YOUR OBJECTIVE
Rescale the lines from the line with "Mark every instance of the pupil" to the line with "[(256, 297)]", both included, and give only those lines again, requests included. Multiply every coordinate in the answers by 0.25 and round to whole numbers, with halves rounded up.

(Object point labels)

:::::

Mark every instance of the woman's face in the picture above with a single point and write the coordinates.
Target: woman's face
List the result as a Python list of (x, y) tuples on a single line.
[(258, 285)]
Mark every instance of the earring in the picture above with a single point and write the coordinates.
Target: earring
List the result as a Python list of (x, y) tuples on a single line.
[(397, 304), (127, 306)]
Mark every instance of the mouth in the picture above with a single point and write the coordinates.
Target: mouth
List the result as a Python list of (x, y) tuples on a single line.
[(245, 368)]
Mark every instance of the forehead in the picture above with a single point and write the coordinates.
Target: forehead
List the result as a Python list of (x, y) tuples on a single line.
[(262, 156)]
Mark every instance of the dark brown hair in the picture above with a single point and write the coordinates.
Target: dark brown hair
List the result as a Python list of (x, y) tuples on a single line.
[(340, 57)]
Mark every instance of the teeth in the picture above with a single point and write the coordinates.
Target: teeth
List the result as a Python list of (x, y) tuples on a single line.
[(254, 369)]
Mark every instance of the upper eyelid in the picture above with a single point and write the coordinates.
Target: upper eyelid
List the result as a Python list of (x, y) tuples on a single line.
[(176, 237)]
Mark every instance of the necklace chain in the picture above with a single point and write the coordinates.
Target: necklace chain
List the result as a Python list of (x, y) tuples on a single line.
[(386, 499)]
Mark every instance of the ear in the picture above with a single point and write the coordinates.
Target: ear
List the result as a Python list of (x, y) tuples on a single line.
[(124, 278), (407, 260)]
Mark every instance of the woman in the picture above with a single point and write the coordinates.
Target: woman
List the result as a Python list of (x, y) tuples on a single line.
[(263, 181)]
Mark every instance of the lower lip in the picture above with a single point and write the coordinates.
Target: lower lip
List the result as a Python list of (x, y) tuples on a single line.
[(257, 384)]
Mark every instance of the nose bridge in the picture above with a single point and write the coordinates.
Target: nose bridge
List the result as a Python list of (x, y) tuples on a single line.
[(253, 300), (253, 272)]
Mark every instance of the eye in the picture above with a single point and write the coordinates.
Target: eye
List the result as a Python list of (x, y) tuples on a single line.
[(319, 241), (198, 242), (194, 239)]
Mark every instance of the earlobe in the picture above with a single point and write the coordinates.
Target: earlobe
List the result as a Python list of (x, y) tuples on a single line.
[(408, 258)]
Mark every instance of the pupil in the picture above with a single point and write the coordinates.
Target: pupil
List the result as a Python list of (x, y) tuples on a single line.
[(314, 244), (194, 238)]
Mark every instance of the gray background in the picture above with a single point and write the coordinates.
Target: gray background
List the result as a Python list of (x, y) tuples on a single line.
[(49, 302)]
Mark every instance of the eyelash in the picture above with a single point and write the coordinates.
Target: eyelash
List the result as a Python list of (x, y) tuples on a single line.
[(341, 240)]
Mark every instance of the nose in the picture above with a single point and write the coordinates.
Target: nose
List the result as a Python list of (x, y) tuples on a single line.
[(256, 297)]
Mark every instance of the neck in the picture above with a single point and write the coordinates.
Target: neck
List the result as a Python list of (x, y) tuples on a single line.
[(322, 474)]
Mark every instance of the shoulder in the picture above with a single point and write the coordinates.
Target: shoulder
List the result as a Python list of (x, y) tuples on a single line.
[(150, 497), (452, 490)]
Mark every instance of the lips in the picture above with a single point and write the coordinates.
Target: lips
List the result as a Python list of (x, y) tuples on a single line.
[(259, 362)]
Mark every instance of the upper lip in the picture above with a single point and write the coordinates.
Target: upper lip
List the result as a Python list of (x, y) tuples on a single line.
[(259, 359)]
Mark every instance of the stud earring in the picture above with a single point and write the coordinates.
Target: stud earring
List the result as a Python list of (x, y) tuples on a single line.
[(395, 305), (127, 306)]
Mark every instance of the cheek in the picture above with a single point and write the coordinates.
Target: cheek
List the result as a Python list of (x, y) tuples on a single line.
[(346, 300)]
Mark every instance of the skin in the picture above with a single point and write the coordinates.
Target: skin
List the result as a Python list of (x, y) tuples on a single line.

:::::

COMPLETE ANSWER
Mark every instance of the pupil in the picture above with a single point and write the coordinates.
Target: pupil
List the result as a Python list of (x, y) tuples on a single line.
[(79, 61), (49, 60)]
Mark every instance of the gray background in the picture above with a single point and write the coordinates.
Target: gray background
List the result as a Python list of (x, y) tuples on a single line.
[(12, 76)]
Mark every instance of the eyelash in the picture above with a single point and write the coordinates.
Target: eyelash
List the result as a Python list of (x, y) tuples on a single line.
[(85, 60)]
Mark every instance of the nose in the picture above with a single point and write the coordinates.
Target: nose
List the result as a Python list of (x, y) tuples on a single line.
[(64, 74)]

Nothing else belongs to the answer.